Extracted text:
Walford noted that it contained "a fine collection of pictures, chiefly of the Dutch and Flemish schools, formed by the builder of the mansion ... afterwards the first Lord Ashburton of the present creation. Dr. Waagen gives a list of the pictures to be seen here, in his work on Art and Artists in England."

Waagen included the 1st Lord Ashburton in a list of "the most distinguished collectors in England since 1792" (I:26-7) in the 1854 edition of his work, Treasures of Art in Great Britain.

By 1873, the house held part of the collection formed by the 1st & 2nd Lord Ashburton.

Julius Wernher also housed part of his art collection at Bath House (the rest was at his country house Luton Hoo).

=== 1873 fire===

On 31 January 1873 a fire at the house burned "until the splendid drawing room and its contents had been somewhat severely damaged" (The Times, 3 Feb 1873: 12). A letter from Charlotte Polidori, quoted in another letter to Dante Gabriel Rossetti summarized the damage: "All the pictures except three [Leonardo, Titian, and Rubens]... in the Bath House drawing room are destroyed." The three paintings referred to were subsequently identified as Christ and the Baptist as children (likely by Bernardino Luini, now lost), Wolf and fox-hunt (Rubens, now in the Metropolitan Museum, from the collection of Lord Ashburton), and A woman with a dish of roasted apples (Pieter de Hooch, in fact destroyed in the fire).

Rossetti's correspondence regarding the losses described two pictures attributed to Giorgione, two attributed to Titian or Paris Bordone, and a Velazquez.

Data lines:
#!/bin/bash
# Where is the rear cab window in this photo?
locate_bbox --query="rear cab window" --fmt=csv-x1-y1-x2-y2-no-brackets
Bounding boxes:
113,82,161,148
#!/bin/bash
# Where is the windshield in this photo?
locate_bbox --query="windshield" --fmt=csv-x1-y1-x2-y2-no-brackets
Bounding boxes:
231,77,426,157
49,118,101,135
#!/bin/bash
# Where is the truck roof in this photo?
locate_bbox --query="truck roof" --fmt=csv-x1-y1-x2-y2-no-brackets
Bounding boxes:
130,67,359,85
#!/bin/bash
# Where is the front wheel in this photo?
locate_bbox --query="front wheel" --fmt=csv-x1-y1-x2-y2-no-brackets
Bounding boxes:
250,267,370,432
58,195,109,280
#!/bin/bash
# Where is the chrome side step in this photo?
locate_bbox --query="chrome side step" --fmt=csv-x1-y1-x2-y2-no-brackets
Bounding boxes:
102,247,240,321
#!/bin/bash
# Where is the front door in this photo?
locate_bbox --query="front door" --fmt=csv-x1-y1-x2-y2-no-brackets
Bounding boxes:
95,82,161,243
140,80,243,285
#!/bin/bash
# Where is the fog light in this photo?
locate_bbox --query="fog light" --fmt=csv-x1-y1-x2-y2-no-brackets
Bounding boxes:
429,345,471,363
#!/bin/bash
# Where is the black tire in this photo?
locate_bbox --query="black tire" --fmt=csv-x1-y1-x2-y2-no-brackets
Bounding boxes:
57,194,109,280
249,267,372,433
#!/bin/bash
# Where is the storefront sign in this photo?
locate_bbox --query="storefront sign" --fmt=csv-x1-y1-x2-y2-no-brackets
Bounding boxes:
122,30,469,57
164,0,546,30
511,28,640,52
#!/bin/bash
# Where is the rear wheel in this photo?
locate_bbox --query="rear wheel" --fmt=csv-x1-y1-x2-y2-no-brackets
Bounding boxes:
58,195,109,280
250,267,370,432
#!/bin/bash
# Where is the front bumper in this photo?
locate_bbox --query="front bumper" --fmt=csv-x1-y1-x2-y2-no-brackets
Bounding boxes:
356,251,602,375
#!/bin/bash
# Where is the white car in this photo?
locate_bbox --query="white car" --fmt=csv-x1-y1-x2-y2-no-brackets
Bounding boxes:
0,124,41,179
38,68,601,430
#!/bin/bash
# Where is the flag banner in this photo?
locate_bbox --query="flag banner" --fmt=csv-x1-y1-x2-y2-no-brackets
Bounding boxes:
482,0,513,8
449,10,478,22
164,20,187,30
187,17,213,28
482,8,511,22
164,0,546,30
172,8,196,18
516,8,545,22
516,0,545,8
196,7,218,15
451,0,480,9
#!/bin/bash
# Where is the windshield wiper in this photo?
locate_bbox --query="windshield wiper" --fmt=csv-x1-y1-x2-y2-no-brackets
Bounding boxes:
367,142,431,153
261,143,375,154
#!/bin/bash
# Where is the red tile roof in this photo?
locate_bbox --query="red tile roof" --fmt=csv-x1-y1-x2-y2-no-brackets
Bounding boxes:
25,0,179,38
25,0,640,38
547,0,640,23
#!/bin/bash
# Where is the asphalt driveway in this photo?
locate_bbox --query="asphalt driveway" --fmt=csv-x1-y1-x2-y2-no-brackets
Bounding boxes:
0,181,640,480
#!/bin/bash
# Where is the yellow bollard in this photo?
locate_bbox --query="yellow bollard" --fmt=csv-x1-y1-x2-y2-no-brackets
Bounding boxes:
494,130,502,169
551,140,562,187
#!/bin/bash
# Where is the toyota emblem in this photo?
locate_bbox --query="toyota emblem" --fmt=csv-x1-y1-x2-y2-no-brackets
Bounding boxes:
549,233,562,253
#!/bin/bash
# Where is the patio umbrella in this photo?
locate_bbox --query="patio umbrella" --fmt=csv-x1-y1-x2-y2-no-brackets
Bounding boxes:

Directions:
a: Name every painter to whom the Bath House text attributes, or possibly attributes, a picture.
b: Please write out the records again, beginning at their first line and stopping after the line that contains "102,247,240,321", with "windshield" changed to "windscreen" and nothing else altered.

Responses:
a:
Leonardo
Titian
Rubens
Bernardino Luini
Pieter de Hooch
Giorgione
Paris Bordone
Velazquez

b:
#!/bin/bash
# Where is the rear cab window in this photo?
locate_bbox --query="rear cab window" --fmt=csv-x1-y1-x2-y2-no-brackets
Bounding boxes:
113,82,161,148
#!/bin/bash
# Where is the windscreen in this photo?
locate_bbox --query="windscreen" --fmt=csv-x1-y1-x2-y2-no-brackets
Bounding boxes:
231,77,426,157
49,118,101,135
#!/bin/bash
# Where is the truck roof in this photo?
locate_bbox --query="truck roof" --fmt=csv-x1-y1-x2-y2-no-brackets
Bounding boxes:
130,67,359,85
#!/bin/bash
# Where is the front wheel in this photo?
locate_bbox --query="front wheel" --fmt=csv-x1-y1-x2-y2-no-brackets
Bounding boxes:
250,267,370,432
58,195,109,280
#!/bin/bash
# Where is the chrome side step in this photo?
locate_bbox --query="chrome side step" --fmt=csv-x1-y1-x2-y2-no-brackets
Bounding boxes:
102,247,240,321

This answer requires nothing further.